(Saved entries)
━━━━━━━━━━
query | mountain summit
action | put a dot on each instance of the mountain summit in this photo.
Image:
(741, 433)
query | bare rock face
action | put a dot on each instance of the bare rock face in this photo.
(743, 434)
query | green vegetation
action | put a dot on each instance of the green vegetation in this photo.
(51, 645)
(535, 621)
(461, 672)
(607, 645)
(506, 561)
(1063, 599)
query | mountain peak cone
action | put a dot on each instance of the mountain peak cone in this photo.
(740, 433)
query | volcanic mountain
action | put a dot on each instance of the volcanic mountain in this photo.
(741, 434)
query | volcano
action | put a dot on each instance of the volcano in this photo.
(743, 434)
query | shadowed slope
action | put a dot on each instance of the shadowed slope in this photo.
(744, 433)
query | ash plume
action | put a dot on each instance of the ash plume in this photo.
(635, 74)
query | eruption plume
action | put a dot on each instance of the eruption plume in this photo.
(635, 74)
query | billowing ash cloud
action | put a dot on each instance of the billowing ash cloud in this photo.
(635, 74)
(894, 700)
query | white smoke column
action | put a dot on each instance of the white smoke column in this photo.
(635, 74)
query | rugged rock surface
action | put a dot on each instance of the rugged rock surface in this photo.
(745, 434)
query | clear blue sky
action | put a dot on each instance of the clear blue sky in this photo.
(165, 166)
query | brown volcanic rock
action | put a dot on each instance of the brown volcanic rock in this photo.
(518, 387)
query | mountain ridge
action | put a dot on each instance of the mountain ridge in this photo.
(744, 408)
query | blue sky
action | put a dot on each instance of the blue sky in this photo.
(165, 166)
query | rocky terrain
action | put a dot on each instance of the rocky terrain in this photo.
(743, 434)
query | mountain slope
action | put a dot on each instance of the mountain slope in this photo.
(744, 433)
━━━━━━━━━━
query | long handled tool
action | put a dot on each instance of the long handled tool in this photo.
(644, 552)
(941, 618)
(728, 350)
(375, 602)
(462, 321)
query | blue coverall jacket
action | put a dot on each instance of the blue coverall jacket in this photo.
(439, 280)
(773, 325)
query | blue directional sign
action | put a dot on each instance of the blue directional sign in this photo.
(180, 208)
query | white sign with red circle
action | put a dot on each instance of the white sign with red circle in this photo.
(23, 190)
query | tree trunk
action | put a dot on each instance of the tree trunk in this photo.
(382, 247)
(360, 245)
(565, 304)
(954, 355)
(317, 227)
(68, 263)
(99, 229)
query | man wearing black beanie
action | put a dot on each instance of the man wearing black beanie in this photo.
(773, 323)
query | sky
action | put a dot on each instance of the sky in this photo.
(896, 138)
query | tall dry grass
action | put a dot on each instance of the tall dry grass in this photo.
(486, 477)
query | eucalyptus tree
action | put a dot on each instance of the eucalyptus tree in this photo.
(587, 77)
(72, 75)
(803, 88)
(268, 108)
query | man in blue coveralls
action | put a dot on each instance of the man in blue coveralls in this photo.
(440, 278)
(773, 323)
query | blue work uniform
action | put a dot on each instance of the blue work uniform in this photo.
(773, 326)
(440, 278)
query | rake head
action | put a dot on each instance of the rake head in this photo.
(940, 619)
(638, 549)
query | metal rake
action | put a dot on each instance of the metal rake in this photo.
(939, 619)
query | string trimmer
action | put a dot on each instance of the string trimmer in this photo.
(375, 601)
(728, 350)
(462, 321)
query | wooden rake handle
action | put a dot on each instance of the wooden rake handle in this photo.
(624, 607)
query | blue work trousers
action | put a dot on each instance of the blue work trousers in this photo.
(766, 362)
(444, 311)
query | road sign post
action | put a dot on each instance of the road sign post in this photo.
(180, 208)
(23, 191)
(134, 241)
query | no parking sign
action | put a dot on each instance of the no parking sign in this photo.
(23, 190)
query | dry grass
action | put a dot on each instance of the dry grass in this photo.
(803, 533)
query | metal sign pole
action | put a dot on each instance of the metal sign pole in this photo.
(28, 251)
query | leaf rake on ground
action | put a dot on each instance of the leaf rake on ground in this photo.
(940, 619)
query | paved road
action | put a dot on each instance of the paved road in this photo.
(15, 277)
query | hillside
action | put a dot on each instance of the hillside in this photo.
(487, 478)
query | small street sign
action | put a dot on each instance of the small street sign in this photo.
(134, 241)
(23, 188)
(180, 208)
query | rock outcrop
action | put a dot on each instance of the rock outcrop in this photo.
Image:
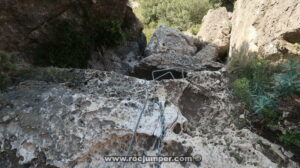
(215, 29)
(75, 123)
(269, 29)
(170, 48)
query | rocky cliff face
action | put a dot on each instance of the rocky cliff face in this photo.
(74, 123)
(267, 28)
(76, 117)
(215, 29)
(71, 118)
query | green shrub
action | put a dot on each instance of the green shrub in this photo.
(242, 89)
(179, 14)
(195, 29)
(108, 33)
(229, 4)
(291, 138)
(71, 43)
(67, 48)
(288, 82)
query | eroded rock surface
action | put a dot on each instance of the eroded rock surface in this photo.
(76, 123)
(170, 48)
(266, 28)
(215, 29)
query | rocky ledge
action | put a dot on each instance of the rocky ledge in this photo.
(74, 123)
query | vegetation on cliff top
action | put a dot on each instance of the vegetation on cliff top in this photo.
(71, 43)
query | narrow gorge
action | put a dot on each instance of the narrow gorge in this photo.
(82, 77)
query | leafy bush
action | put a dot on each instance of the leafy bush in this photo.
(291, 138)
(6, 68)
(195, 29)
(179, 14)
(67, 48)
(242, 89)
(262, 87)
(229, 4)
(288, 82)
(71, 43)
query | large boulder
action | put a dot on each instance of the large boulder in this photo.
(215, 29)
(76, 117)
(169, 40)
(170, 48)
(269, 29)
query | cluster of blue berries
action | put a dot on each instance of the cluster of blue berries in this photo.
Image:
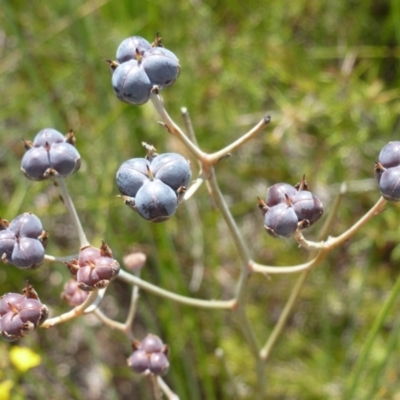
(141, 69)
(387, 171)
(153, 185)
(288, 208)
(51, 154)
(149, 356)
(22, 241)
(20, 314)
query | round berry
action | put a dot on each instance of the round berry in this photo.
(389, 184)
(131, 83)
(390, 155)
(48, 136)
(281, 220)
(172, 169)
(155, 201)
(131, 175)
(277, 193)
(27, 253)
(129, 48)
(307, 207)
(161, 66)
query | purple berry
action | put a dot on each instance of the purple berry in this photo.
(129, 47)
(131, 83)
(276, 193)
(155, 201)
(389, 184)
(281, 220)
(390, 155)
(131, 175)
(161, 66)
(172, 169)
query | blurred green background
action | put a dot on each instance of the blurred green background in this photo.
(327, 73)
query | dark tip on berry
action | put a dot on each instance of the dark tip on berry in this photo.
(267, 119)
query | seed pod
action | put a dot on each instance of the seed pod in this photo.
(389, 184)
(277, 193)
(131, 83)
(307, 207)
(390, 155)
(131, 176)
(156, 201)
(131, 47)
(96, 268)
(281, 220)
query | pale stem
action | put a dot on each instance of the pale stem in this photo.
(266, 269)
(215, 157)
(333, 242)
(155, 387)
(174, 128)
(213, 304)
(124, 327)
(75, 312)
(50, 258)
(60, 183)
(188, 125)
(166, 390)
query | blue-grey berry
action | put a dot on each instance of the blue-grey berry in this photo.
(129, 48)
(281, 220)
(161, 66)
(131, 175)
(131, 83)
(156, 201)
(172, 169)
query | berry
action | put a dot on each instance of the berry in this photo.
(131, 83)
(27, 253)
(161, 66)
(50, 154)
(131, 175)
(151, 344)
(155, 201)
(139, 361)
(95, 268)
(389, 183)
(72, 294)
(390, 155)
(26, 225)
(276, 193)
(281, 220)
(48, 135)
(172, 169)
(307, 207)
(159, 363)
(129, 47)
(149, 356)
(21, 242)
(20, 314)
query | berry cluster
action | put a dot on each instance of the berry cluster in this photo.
━━━━━━━━━━
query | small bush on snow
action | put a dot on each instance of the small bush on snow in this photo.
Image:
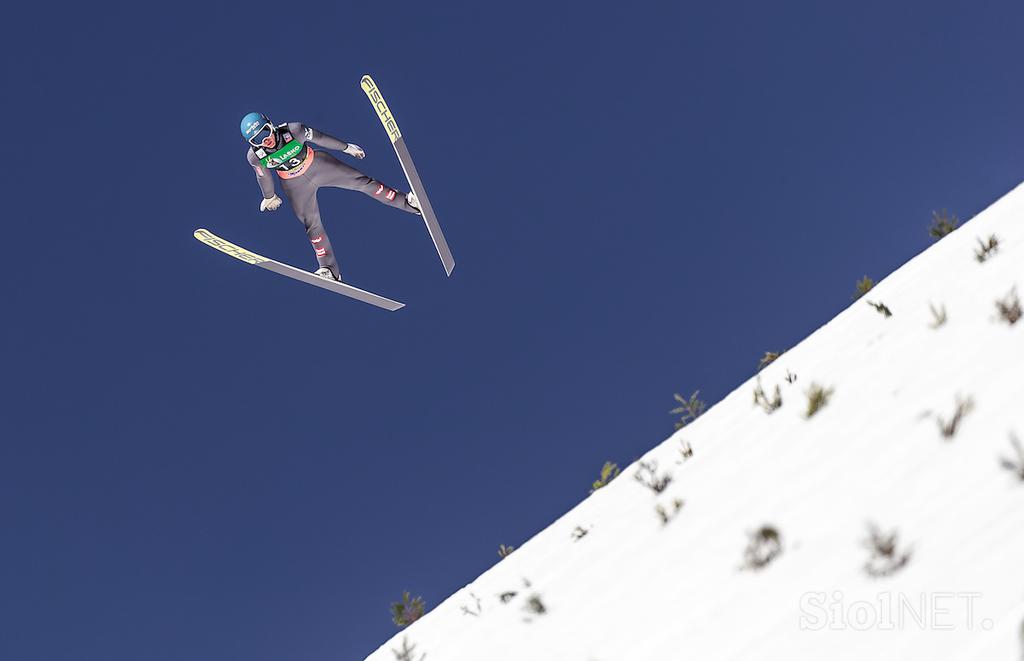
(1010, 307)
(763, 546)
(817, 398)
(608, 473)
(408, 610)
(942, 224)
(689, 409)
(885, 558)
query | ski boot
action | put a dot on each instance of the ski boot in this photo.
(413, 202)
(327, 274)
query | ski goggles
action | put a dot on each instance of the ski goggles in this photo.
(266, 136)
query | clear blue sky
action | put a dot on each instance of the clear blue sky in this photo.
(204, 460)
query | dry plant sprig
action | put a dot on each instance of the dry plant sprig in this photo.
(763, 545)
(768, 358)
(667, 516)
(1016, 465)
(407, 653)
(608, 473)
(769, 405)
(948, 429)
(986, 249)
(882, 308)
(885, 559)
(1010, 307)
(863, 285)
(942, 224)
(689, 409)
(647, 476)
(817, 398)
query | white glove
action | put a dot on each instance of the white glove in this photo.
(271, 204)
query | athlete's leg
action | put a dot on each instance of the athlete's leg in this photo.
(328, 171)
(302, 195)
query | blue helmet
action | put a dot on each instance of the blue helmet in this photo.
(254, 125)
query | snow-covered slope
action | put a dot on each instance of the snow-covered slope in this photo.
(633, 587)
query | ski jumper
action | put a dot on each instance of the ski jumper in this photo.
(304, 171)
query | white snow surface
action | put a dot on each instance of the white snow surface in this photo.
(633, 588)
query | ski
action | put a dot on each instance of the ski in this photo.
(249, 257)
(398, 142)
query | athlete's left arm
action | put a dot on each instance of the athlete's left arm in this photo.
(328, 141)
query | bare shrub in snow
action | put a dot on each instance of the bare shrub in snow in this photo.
━━━━━━━━━━
- _Task to complete_: Pull out every line of the records that contains the word "handled".

- _Reply_:
query | long handled tool
action | put a dot on each instance of the long handled tool in this photo.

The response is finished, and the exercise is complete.